─── EXTRACTED TEXT ───
Any discussion of medical malpractice should start with the idea’s legal definition. Very basically, malpractice is when a medical professional fails to fulfill their duties in a reasonably competent manner, and a patient gets hurt as a result.
“Reasonably competent” is the operative concept here. What level of care can we expect from medical professionals? That’s the big question in medical malpractice lawsuits, but it’s not the only one.
1. Was The Doctor Actually Your Doctor?
Not every doctor has to provide you with reasonably competent medical advice or assistance. The first thing to prove is that a professional relationship existed between you and the negligent physician, a doctor-patient relationship.
You wouldn’t be able to sue a physician that you met on the street, no matter how bad the advice they gave you was.
Most Plaintiffs have no trouble proving that their relationship with a doctor was, in fact, professional. If you went to the doctor’s office, it’s almost certain that the physician consented to be hired as your doctor. That consent is the essence of a doctor-patient relationship.
2. Did The Doctor Do Something Negligent?
Essentially, negligence is a failure to act with the same care that another reasonable person would use in the same situation. For doctors and other professionals, it’s a little different.
Not every doctor has the same expertise. Some doctors diagnose cancer, while other physicians wouldn’t be able to tell sarcoma from carcinoma. That’s okay; as a society, we understand that the human body is massively complex, as are the many ways it can go wrong. In effect, we’ve divided the labor of understanding medicine among numerous different specialties.
So we can’t expect a hematologist (who studies blood) to know all of the things a radiologist (who interprets diagnostic images) would. We can’t expect them to act the same way either, or make the same decisions, even in the face of identical medical evidence. Instead, we compare “like to like.”
In a malpractice suit, that means defining a “standard of care” that applies only in particular situations. If you think you were injured by a diabetes specialist’s mistake, we’ll consult another diabetes specialist to find out what a reasonable, prudent diabetes specialist would have done under the circumstances. If the malpractice involves a general practitioner, we’ll consult a GP.
─── SUPPLIED MATERIAL ───
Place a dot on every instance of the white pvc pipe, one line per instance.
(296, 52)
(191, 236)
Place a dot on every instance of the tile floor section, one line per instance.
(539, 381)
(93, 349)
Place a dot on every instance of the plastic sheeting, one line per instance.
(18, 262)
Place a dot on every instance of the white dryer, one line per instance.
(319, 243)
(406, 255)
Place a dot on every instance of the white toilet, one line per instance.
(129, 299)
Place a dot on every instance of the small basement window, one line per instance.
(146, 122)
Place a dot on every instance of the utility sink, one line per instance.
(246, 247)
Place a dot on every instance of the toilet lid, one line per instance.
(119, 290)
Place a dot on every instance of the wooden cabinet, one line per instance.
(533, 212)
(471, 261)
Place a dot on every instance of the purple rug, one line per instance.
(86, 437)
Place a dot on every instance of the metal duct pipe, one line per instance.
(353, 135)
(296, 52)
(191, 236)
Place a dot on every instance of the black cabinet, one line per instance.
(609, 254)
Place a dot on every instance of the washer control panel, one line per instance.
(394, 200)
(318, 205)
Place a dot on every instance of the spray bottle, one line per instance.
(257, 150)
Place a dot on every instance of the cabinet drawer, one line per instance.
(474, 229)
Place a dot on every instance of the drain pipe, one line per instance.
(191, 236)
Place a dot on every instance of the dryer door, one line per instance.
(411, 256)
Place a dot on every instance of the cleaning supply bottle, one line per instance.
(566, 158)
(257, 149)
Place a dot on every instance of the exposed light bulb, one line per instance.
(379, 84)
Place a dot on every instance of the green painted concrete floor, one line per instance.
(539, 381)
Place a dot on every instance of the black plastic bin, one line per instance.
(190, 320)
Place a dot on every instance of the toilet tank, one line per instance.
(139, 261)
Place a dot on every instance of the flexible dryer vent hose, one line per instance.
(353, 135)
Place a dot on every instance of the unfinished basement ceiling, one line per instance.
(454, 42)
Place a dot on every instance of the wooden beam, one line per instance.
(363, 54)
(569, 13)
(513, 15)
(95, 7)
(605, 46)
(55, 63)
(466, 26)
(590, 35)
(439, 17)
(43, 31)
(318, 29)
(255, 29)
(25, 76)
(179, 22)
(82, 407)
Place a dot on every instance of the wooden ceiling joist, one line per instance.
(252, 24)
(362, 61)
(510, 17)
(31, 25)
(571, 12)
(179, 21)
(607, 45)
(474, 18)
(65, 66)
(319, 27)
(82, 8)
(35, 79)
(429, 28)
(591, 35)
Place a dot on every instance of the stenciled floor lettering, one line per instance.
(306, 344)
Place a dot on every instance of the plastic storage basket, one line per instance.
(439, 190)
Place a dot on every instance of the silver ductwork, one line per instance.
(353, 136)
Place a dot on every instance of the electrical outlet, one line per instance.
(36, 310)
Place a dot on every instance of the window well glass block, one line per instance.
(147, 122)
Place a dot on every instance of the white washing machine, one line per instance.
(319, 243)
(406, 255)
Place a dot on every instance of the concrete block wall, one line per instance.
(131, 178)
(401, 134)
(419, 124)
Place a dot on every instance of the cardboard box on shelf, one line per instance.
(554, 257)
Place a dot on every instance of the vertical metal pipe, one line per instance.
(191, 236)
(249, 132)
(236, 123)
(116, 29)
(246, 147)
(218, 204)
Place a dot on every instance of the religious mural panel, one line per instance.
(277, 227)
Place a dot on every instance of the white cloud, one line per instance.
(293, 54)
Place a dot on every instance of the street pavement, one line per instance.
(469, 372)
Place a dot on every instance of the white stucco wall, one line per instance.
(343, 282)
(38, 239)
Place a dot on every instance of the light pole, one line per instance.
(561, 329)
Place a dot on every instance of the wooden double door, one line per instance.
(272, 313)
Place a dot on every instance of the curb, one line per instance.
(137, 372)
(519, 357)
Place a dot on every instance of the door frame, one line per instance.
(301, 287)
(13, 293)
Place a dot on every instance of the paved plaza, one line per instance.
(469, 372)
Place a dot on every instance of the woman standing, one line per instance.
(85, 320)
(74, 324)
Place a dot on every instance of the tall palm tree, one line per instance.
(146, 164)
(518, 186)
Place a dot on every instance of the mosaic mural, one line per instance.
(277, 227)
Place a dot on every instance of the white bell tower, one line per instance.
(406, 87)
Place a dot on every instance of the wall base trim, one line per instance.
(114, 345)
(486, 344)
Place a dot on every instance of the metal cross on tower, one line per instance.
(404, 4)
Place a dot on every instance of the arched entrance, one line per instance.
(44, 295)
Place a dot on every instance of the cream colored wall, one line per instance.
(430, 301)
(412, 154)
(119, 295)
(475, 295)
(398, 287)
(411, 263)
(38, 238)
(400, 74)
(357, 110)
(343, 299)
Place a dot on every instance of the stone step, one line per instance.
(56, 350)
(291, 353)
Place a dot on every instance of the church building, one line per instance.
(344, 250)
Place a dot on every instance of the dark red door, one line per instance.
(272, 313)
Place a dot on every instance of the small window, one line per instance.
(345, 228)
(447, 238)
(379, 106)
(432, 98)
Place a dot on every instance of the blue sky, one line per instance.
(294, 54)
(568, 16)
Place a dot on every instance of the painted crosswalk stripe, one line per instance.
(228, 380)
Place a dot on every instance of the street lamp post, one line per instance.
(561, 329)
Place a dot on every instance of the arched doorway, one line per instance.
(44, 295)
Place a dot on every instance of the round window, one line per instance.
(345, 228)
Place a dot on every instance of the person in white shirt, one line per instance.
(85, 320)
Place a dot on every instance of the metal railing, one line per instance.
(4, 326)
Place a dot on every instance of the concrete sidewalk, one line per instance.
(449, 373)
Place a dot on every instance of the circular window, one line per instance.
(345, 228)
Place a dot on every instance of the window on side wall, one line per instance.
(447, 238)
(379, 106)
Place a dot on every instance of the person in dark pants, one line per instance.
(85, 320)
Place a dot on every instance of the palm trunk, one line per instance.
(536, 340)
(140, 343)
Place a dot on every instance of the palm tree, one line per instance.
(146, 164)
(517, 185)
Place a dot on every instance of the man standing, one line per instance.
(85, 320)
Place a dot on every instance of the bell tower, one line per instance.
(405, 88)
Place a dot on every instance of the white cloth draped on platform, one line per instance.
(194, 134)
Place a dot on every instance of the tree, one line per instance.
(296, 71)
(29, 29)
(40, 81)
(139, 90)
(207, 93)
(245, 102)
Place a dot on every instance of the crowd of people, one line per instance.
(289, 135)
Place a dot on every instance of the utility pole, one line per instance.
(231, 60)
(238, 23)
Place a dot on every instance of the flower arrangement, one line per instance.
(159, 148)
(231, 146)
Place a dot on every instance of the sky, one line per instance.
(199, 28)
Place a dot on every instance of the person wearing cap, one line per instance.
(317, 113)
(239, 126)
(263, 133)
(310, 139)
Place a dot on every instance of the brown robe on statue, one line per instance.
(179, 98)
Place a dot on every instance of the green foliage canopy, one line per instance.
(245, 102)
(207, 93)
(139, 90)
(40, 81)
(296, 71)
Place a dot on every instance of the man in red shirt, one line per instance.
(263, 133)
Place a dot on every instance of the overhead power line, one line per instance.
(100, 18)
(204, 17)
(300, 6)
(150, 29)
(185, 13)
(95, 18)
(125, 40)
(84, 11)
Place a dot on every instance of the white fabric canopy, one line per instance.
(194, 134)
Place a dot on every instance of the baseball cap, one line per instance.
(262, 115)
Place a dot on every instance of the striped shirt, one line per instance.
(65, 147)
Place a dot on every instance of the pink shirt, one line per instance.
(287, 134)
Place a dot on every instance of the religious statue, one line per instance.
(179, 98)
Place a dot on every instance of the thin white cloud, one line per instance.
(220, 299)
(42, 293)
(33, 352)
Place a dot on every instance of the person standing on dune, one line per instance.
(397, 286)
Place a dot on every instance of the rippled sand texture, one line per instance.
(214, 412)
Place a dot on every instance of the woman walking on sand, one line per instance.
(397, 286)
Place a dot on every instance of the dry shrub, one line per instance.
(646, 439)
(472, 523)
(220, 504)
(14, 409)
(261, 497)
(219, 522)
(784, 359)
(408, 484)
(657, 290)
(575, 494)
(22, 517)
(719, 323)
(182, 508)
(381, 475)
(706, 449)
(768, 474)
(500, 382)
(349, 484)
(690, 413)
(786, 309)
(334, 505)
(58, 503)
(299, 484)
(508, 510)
───
─── SUPPLIED MATERIAL ───
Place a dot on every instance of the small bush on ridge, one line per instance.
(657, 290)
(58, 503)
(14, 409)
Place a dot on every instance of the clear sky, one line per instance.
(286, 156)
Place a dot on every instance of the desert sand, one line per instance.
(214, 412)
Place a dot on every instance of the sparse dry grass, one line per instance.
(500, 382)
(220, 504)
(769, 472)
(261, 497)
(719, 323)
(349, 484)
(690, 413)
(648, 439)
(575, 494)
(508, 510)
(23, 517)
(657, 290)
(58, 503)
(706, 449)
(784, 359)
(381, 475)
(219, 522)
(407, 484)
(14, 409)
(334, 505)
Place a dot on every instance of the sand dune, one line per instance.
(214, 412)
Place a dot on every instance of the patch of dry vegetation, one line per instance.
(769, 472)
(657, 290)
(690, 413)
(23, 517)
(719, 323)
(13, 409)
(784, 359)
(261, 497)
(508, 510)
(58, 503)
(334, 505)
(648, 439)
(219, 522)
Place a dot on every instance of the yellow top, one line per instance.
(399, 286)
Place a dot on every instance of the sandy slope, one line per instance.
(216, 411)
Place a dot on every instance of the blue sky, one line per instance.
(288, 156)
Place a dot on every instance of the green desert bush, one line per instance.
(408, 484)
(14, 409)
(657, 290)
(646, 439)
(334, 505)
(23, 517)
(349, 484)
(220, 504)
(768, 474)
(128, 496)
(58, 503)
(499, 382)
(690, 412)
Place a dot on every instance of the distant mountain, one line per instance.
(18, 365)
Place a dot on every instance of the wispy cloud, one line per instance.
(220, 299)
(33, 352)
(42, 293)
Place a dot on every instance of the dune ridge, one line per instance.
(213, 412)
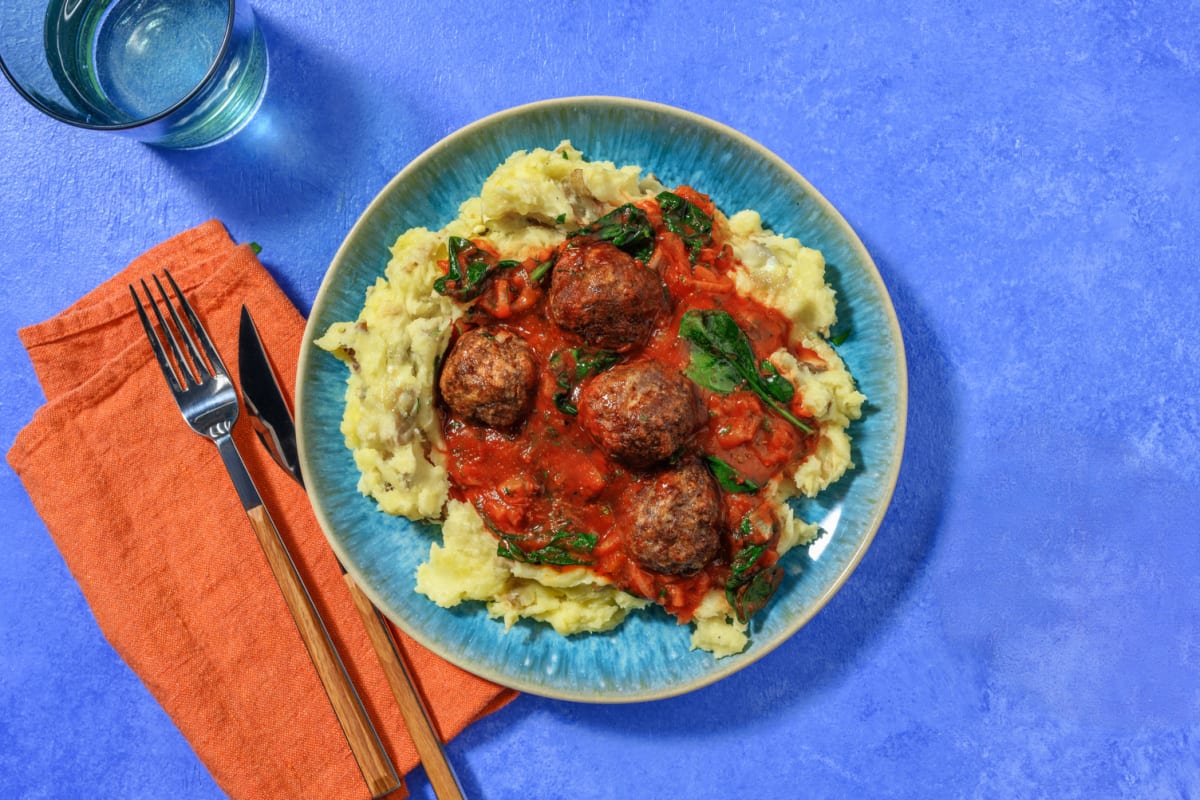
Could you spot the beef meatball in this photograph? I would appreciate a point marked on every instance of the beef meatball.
───
─── SUPPLIED MATERIAL ───
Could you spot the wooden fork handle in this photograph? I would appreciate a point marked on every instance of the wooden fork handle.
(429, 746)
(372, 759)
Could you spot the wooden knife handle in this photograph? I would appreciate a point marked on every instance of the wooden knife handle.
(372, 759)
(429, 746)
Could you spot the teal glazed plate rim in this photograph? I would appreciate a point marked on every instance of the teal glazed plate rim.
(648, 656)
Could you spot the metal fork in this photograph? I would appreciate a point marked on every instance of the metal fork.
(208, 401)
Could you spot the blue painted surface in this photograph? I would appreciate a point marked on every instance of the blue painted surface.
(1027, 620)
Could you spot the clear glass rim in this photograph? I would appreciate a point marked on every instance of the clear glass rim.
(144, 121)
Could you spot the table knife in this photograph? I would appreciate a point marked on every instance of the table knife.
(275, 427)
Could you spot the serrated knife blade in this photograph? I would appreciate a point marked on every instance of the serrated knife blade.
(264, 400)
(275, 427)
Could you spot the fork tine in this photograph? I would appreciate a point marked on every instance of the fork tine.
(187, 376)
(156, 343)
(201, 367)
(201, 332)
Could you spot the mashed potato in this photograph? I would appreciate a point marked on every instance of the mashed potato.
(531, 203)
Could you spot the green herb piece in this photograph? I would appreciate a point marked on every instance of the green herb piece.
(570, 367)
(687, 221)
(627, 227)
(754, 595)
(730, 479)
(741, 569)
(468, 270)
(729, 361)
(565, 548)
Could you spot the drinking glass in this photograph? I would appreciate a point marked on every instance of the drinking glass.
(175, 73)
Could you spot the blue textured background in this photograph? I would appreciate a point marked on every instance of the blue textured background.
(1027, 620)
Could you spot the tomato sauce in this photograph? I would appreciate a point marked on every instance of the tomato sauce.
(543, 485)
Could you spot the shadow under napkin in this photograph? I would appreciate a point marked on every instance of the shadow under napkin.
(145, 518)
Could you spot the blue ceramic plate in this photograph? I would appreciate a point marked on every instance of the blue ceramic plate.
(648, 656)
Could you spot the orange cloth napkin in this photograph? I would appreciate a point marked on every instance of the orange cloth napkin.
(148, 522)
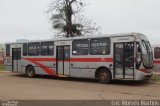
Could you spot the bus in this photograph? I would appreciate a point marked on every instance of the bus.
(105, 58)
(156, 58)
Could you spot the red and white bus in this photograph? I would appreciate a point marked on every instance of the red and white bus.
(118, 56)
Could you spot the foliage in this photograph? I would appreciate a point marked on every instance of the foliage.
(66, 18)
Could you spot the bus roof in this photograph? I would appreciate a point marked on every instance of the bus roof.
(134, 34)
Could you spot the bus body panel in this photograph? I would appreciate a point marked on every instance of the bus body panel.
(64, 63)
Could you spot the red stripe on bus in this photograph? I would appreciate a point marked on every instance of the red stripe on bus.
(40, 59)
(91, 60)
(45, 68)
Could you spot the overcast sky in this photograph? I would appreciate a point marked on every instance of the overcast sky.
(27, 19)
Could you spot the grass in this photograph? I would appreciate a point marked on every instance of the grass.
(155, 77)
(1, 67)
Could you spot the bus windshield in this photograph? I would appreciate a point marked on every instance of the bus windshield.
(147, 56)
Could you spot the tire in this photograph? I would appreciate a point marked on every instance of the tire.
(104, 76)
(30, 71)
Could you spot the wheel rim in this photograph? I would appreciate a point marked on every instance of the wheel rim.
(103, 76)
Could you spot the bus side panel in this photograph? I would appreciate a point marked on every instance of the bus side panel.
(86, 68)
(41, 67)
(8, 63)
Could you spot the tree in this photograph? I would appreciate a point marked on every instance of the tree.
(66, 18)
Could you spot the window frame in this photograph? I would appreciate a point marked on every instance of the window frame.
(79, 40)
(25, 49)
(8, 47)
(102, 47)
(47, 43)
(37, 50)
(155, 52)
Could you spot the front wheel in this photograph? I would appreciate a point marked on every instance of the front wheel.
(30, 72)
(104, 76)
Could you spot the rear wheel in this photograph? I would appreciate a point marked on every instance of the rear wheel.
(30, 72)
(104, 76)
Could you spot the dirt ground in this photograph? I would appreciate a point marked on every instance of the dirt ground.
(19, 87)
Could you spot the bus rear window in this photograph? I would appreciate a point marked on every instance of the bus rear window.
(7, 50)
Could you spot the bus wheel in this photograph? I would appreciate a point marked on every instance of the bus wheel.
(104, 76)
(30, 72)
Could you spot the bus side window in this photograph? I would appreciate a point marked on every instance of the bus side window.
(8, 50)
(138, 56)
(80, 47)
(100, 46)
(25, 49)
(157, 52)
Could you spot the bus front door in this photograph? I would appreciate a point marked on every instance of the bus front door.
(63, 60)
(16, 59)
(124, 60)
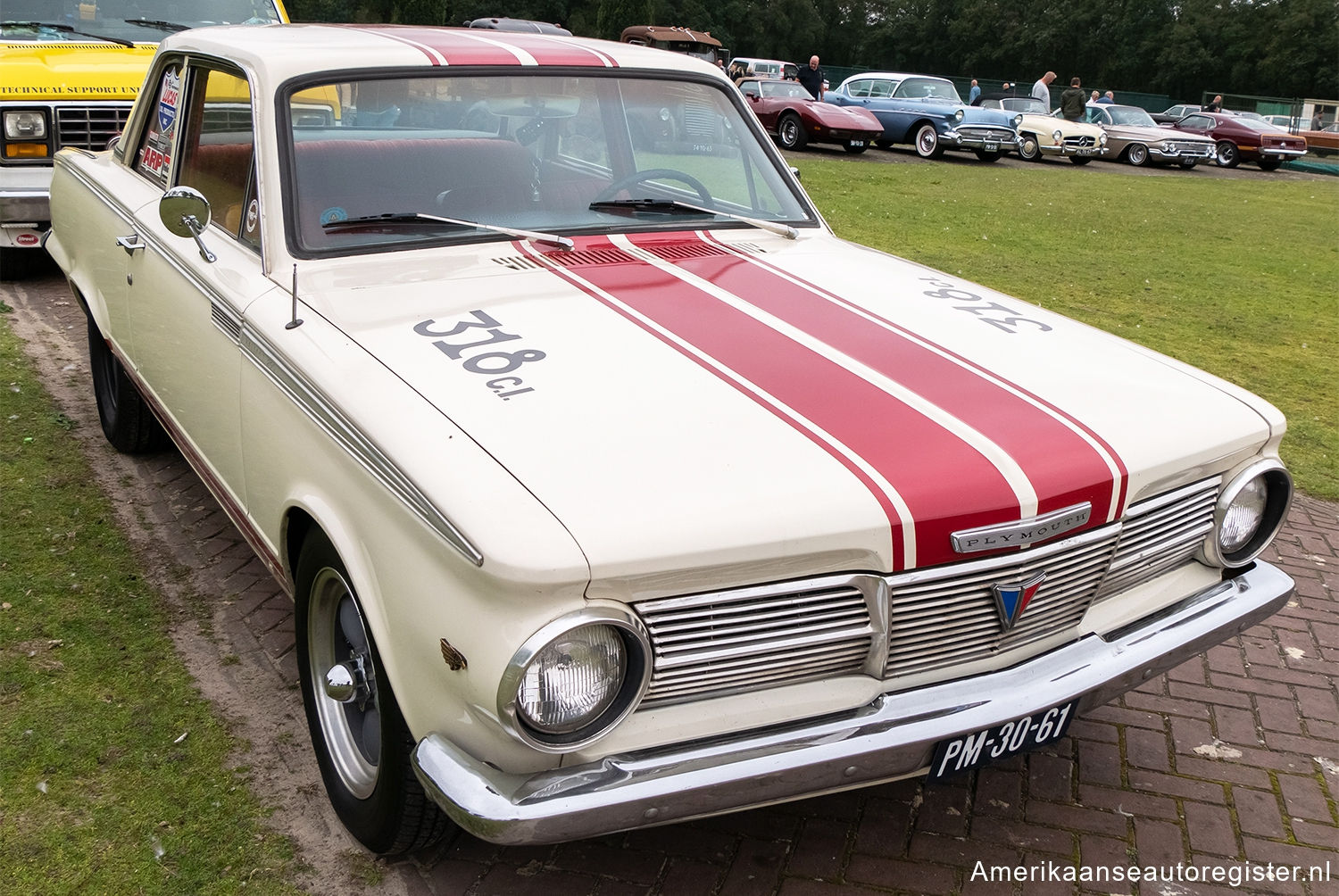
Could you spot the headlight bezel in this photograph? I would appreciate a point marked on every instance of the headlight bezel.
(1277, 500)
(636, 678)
───
BRIEF 1
Please list every specific type of physician that the medical malpractice text names.
BRIEF 2
Extend the medical malpractice text, picking up after its final sentence.
Nothing in the data has any bearing on this.

TASK RESPONSE 1
- Hematologist
- Radiologist
- Diabetes specialist
- General practitioner (GP)

TASK RESPONSE 2
After defining the standard of care that holds in your case, you’ll have to prove that your doctor failed to uphold that standard. This is sometimes called a “deviation” from the standard of care, and can take the form of incorrect actions or “omissions,” failures to act.
3. Did Their Negligence Cause Your Injury?
Next, you’ll have to show that the negligent act or omission actually caused your injuries. This may seem perfectly clear to you, but it’s actually one of the most difficult aspects of a medical malpractice lawsuit.
Most people who file these lawsuits were already injured in some way before the malpractice occurred. That’s why they sought medical attention in the first place. Chances are that their condition would have worsened anyway without a doctor’s help. That makes proving harm difficult, even when a doctor’s negligence was egregious.
You can’t just say that you were sick, a doctor made a mistake and then you got sicker. You’ll have to show that without the doctor’s error you would have been healthier. But unlike in criminal cases, where attorneys have to prove “beyond a reasonable doubt” that something happened, Plaintiffs in medical malpractice cases only have to demonstrate that it’s “more likely than not” a doctor’s negligence led to their injuries.
4. How Much Have You Lost?
Most successful personal injury lawsuits compensate survivors for hard-to-quantify types of physical and emotional hardship in the form of “pain and suffering” damages. But cases rarely begin with a demand only for these so-called “general” damages.
Instead, you’ll have to put a number to your injuries. These “special” damages are concrete costs like:
- medical expenses you had to take on
- wages you lost out on because you were hurt
Most states have placed limits (or “caps”) on the amount of damages Plaintiffs can demand in medical malpractice lawsuits. New York is one of only 15 states that hasn’t.
How Long Do You Have To File?
Be forewarned that medical malpractice laws change by state. Of major importance to people interested in filing a lawsuit is the “statute of limitations,” a window of time in which you’re allowed to file suit. Those vary from state to state.
Usually, the clock starts ticking from the date of the actual malpractice, when your doctor made the mistake. In some cases, the statute can be extended, like if there was no possible way for you to have realized the malpractice until later.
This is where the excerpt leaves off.